→ SUPPLIED TEXT
I'd also check the main sway bar bushings where it mounts to the subframe. 

If it needs struts I'd throw quick struts at it and consider doing control arms while you're in there. Do it all once and move on type of thing.


----------



## Fusion_LUser (Jan 3, 2020)

KevinJohnson said:


> How can you tell when your struts are worn? Japanese car with under 100k miles made in 2012. Lots of rattles and thunks from the suspension. Had the swaybar links replaced as those were rather cheap. Not sure but could be worse now.
> 
> Still lots of rattles at lower speeds (30mph)
> On some stretches of road it sounds and feels like I am hitting speed bumps with a terrible thunk-thunk-thunk sound. Thoughts on what it could be? Front struts looks like a $500+ job.


Do you see any leaks/seepage around the seals?

Also check the upper strut mount. It could be as simple as loose bolts.


----------



## sumidaj (Nov 2, 2020)

Worn struts wil lshow seepage or wetness around the dampening assembly.


Sorta sounds lke you have bad srut mounts which are at the top of the strut and mount the strut to the car body. Struts must come out to replace though and at that mileage, not worth just replacing mounts assuming thats the issue, and then having to redo struts a short time later.

→ DATA PROVIDED
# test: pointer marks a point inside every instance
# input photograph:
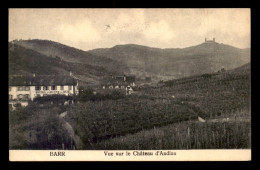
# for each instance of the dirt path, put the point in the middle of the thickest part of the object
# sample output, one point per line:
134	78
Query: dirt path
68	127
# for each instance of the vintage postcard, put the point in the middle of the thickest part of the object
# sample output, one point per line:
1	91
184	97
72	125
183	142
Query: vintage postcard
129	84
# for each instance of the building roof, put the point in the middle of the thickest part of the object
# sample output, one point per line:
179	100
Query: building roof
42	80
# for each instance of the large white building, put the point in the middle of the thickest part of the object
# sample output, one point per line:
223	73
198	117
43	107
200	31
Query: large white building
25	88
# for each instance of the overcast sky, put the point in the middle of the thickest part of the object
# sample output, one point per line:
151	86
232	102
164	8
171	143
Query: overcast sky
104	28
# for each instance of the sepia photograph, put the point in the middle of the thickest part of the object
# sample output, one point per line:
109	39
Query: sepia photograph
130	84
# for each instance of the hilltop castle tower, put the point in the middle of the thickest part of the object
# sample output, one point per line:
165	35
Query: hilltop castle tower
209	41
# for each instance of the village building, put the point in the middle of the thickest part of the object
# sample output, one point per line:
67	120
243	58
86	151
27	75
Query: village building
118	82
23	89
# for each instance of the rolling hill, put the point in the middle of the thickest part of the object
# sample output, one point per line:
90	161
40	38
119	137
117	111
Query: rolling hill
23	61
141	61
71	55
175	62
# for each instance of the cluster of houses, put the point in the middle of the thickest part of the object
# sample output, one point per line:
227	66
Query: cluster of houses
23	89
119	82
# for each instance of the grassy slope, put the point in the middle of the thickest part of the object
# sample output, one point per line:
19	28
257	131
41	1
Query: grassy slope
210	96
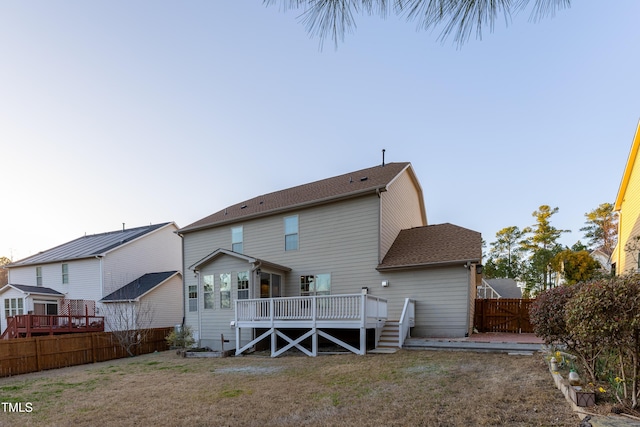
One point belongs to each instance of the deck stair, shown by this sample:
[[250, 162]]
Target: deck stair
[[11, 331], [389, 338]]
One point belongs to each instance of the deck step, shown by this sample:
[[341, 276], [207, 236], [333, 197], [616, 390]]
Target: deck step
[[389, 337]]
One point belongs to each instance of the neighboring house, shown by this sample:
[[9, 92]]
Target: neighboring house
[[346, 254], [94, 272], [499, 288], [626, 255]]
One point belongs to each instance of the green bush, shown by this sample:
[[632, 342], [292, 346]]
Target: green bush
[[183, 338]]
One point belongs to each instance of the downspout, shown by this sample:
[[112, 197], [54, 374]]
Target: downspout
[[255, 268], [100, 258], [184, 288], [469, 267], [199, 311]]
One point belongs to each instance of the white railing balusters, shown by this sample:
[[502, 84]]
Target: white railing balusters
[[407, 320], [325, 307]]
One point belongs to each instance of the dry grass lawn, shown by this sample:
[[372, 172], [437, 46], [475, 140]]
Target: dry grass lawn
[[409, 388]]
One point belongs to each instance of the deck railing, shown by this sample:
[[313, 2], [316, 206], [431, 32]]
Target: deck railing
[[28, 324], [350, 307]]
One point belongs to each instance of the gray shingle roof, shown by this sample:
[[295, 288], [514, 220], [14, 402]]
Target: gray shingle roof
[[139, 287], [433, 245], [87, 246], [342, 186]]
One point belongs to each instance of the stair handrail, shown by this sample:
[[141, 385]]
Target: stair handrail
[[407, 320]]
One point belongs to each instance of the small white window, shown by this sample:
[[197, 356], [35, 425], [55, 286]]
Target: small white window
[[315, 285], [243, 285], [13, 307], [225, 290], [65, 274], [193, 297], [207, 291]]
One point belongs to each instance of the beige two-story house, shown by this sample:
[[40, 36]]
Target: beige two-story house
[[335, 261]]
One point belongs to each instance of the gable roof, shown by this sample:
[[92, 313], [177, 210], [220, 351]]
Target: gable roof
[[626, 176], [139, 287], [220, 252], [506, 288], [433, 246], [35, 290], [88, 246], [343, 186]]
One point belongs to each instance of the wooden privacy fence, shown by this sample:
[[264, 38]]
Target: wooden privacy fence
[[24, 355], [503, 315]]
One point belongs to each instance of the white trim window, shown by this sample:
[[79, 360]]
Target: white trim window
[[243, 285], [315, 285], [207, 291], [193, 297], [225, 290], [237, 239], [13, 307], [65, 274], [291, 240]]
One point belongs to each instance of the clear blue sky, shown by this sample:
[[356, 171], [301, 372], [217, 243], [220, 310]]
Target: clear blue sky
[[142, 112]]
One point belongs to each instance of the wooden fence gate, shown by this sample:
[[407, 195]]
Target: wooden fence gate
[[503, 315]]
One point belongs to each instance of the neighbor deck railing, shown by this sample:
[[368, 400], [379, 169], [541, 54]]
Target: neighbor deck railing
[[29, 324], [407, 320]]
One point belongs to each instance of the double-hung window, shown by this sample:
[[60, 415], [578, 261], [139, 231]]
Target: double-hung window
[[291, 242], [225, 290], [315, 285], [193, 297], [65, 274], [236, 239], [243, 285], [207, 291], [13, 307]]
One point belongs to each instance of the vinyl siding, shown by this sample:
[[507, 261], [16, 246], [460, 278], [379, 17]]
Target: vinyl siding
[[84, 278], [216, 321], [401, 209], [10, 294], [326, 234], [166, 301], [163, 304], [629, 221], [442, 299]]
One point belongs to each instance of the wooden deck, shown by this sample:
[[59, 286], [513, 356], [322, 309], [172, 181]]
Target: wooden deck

→ PARTS OF THE EXERCISE
1. In the suspension thread, begin at the words "Do you see any" and stop after "the dampening assembly.". Rewrite that passage with "upper strut mount" replaced by "strut top mount".
2. In the suspension thread, at what speed does KevinJohnson say the rattles still occur?
3. For each statement, say whether it agrees with the suspension thread, and quote the words that decide it.
(a) The sway bar links on KevinJohnson's car were replaced.
(b) Fusion_LUser says the cause could be loose bolts.
(c) KevinJohnson estimates the front strut job at under $200.

→ PROBLEM SOLUTIONS
1.
Do you see any leaks/seepage around the seals?

Also check the strut top mount. It could be as simple as loose bolts.


----------



## sumidaj (Nov 2, 2020)

Worn struts wil lshow seepage or wetness around the dampening assembly.

2. At lower speeds (30mph).

3.
(a) Yes: "Had the swaybar links replaced as those were rather cheap."
(b) Yes: "It could be as simple as loose bolts."
(c) No: "Front struts looks like a $500+ job."